§ TASK TO CARRY OUT
Rewrite the material below, replacing "comma-separated" with "comma-delimited" everywhere it occurs and changing nothing else.

§ DATASET CONTENT
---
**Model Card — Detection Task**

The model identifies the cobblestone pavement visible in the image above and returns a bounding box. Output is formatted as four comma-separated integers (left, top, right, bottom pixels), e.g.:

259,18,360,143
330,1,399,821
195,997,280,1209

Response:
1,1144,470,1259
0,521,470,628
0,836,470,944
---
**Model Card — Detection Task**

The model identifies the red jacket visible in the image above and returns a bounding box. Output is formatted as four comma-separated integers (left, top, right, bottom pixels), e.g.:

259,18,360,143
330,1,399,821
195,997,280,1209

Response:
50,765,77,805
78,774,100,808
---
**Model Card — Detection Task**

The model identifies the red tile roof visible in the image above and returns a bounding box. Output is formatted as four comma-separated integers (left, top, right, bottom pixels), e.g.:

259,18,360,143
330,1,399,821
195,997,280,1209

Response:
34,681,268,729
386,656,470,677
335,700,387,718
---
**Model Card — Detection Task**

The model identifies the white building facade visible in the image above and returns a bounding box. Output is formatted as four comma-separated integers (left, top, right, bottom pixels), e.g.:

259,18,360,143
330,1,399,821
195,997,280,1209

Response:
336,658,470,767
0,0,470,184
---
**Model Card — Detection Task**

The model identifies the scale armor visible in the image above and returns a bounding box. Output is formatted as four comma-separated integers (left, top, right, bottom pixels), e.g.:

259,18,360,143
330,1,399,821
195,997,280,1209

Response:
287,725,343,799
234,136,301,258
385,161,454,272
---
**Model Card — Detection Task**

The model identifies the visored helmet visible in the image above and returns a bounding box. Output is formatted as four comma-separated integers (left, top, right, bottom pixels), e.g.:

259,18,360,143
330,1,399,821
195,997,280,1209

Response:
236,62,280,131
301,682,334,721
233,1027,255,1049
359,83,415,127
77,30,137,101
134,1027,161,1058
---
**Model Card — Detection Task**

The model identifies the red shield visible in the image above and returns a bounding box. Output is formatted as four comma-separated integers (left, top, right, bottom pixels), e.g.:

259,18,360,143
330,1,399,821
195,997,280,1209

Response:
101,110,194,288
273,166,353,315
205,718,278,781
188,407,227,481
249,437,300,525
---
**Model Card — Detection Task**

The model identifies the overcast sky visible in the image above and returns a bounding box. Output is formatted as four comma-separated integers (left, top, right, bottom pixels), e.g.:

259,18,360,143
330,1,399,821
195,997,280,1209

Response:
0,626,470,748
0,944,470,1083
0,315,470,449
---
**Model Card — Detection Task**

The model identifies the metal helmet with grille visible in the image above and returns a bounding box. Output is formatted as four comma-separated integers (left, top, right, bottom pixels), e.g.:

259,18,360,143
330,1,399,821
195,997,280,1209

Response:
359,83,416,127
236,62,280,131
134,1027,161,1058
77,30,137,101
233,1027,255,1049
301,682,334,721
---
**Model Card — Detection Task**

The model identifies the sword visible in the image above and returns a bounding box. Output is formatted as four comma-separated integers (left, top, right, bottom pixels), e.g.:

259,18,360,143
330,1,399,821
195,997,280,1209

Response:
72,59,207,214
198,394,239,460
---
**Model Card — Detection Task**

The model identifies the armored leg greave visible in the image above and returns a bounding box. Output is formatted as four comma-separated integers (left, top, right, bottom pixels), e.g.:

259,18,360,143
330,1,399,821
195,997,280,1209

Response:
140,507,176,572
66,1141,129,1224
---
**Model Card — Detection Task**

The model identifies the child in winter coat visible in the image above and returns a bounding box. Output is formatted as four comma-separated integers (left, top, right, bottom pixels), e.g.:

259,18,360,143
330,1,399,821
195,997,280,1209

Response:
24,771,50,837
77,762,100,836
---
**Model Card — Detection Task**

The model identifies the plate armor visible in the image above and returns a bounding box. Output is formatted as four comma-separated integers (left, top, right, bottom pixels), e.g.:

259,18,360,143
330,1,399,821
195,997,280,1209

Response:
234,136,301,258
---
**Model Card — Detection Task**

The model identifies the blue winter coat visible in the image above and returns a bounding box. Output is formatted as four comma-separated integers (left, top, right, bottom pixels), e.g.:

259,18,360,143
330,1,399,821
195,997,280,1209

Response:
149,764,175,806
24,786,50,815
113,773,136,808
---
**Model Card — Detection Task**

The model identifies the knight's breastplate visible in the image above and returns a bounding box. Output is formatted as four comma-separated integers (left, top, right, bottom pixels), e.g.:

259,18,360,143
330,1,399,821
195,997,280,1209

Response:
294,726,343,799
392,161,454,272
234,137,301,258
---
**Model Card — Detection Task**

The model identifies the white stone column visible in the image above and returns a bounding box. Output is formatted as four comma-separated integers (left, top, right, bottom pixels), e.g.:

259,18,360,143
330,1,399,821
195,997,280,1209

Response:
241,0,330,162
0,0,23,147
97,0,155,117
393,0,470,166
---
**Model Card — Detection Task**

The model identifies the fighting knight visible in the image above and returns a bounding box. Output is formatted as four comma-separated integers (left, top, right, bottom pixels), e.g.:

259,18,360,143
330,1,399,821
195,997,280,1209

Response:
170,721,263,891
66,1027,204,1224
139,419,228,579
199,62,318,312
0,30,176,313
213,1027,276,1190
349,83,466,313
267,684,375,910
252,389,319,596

§ FULL SOLUTION
---
**Model Card — Detection Task**

The model identifies the cobblestone pavement visible in the image above and returns a bounding box. Output is formatted as four comma-delimited integers (left, top, right, bottom pixels), e.g.:

259,18,360,143
330,1,399,821
195,997,280,1209

Response:
1,1144,470,1259
0,521,470,628
0,836,470,944
---
**Model Card — Detection Task**

The model identifies the red jacket visible in the image above and returns a bounding box. Output is formatted as four comma-delimited integers (left, top, right, bottom pixels), e.g.:

259,18,360,143
330,1,399,821
195,997,280,1209

Response:
50,765,77,805
78,774,100,808
---
**Model Card — Detection Task**

The model identifies the red tile roof visible in the image above and returns a bounding box. Output is formatted as four comma-delimited integers (left, top, right, bottom pixels), e.g.:

259,18,360,143
330,1,399,821
195,997,280,1209

Response:
34,681,268,729
386,656,470,677
335,700,387,718
---
**Model Card — Detection Task**

The model identifies the white building facade visible in the image above and returns a bounding box. Output is formatted as four comma-delimited integers (left, top, right, bottom pixels), e.g.:

259,18,360,143
330,1,399,821
195,997,280,1209

Response:
336,658,470,767
0,0,470,184
---
**Model Card — Detection Task**

The model identifies the scale armor visible in the image above and returns a bounding box. Output is formatted as four comma-delimited integers (left, top, right, bottom pixels), e.g.:

259,18,360,143
330,1,399,821
195,997,280,1209

Response:
287,725,343,799
234,136,301,258
385,161,454,272
---
**Model Card — Detection Task**

The model identifies the visored helmet visible in the image above and returns a bounding box. Output is formatted as four comma-delimited integers (left, top, right, bottom pixels), e.g.:

259,18,360,143
330,1,399,821
195,997,280,1209

Response:
236,62,280,131
301,682,334,721
233,1027,255,1049
359,83,415,127
77,30,137,101
134,1027,161,1058
---
**Model Card — Detection Task**

The model identifies the red shield visible in the image above and returns a bounding box. Output is formatted as four comma-delimited integers (left, top, right, bottom pixels), e.g.:

259,18,360,143
330,1,399,821
195,997,280,1209

Response:
101,110,194,288
273,166,353,315
205,718,278,781
188,407,227,481
249,437,300,525
---
**Model Card — Detection Task**

The model identifies the overcast sky visible in the image above and returns a bounding box. Output is formatted as four comma-delimited integers (left, top, right, bottom pixels), e.g.:

259,18,360,143
330,1,399,821
195,997,280,1209

Response:
0,626,470,748
0,944,470,1083
0,315,470,449
---
**Model Card — Detection Task**

The model identifies the metal helmet with grille visible in the image above and returns a bounding box. Output is formatted as four comma-delimited integers (left, top, right, bottom pixels), e.g.:

259,18,360,143
330,1,399,821
195,997,280,1209

Response:
359,83,416,127
236,62,280,131
134,1027,161,1058
77,30,137,101
233,1027,255,1049
301,682,334,721
---
**Model Card — Detection Task**

The model identifies the sword visible in the image above and returns a bounding box. Output is formatted as four comma-delimited integers (left, top, right, bottom pixels), e.g.:

259,18,360,143
330,1,399,821
195,997,280,1209

Response:
72,59,207,214
198,394,239,460
---
**Model Card — Detection Task**

The model identifies the armored leg greave visible in the image above and returns a bounding box. Output is formatted as four comma-delimited integers (left, top, right, bottom pixels), e.g.:

259,18,360,143
330,1,399,821
195,997,280,1209

Response:
140,507,176,572
66,1141,129,1224
---
**Model Card — Detection Task**

The model identifies the child in winter coat visible in the image above and returns a bounding box. Output is formatted as four comma-delimited integers (left, top, right, bottom pixels), e.g.:

259,18,360,143
330,1,399,821
195,997,280,1209

Response:
24,771,50,837
77,762,100,836
---
**Model Card — Detection Task**

The model identifies the plate armor visible in the image above and returns a bounding box. Output is formatted as four comma-delimited integers (left, top, right, bottom pixels), e.g.:

259,18,360,143
330,1,399,821
195,997,280,1209

Response:
234,136,301,258
---
**Model Card — Detection Task**

The model identifies the blue winter coat visible in the image above and returns a bounding box. Output is formatted as four comma-delimited integers (left, top, right, bottom pixels), e.g.:

259,18,360,143
330,1,399,821
195,997,280,1209

Response:
149,764,175,806
24,786,50,815
113,773,136,808
---
**Model Card — Detection Task**

The model identifies the knight's breastplate visible in the image above and returns a bounding box. Output is formatted as four comma-delimited integers (left, top, right, bottom pixels), e.g.:

259,18,360,143
330,1,399,821
195,997,280,1209

Response:
294,726,343,799
392,161,454,272
234,137,301,258
---
**Model Card — Detection Task**

The model identifies the white stone column visible in the image above and returns a bounding box. Output is formatted as four comma-delimited integers (left, top, right, bottom pixels), e.g.:

259,18,360,143
330,1,399,821
195,997,280,1209

Response:
241,0,330,162
0,0,23,147
97,0,155,117
393,0,470,166
---
**Model Card — Detection Task**

The model identifies the fighting knight visible in the image above and returns a bounding box. Output is formatted as four comma-delimited integers (left, top, right, bottom pixels), e.g.:

259,18,360,143
330,1,399,821
195,997,280,1209

Response:
170,721,263,891
66,1027,204,1224
139,419,228,579
199,62,318,312
0,30,176,313
213,1027,276,1190
349,83,466,313
267,684,375,910
252,389,319,596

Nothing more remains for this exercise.